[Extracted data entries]
○ ○ ○

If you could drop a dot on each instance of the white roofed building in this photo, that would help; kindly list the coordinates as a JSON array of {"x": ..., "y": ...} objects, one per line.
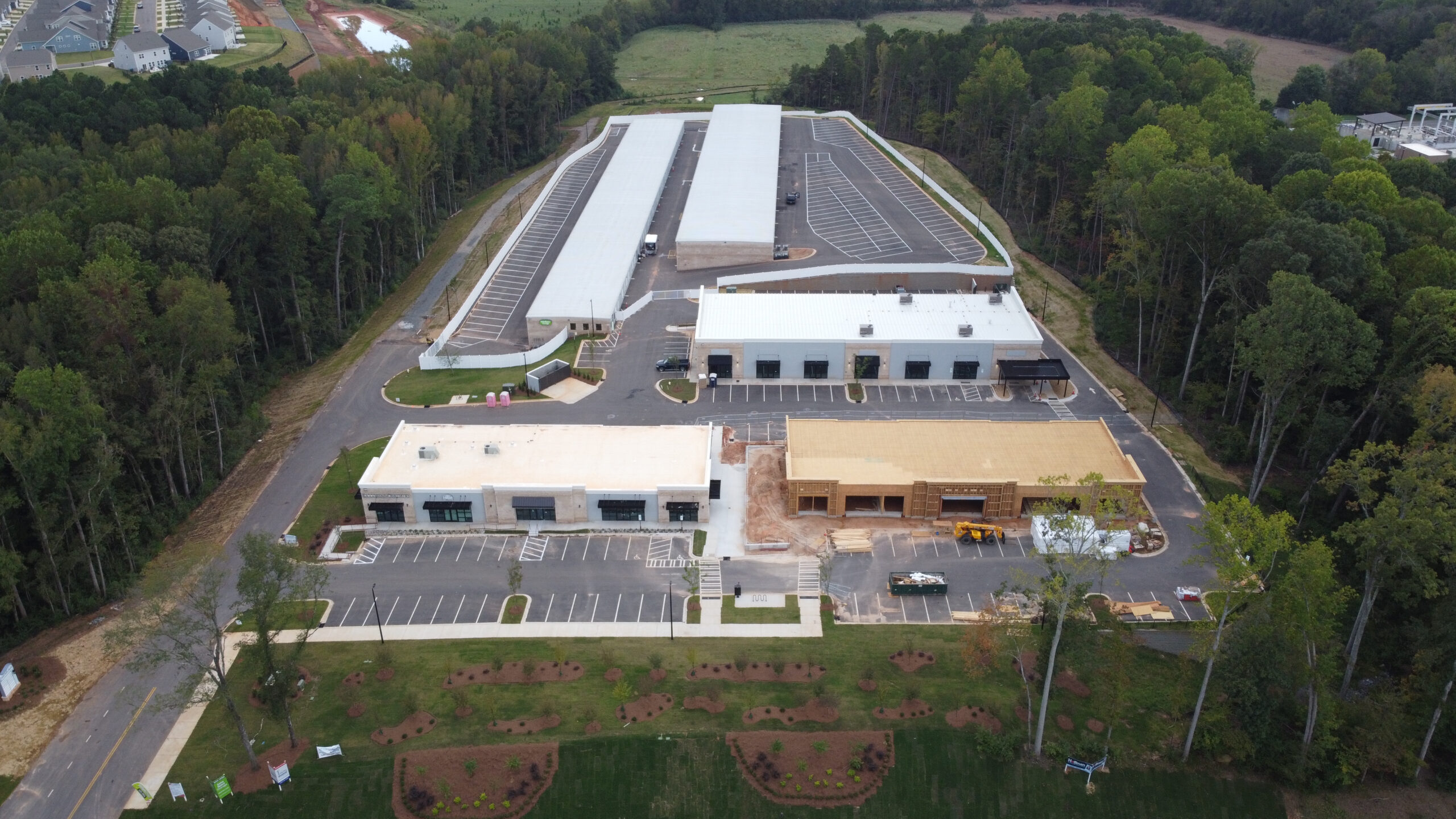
[
  {"x": 592, "y": 273},
  {"x": 730, "y": 213},
  {"x": 842, "y": 336}
]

○ ○ ○

[What the task requires] Apart from the pictures, every line of the data above should be given again exactly.

[Answer space]
If you could drop a dot on each instance of the white roofed building in this photo, that would help; kindly list the coordinates as a JSON array of {"x": ..., "y": ...} objects, one per line.
[
  {"x": 592, "y": 273},
  {"x": 730, "y": 213},
  {"x": 842, "y": 336}
]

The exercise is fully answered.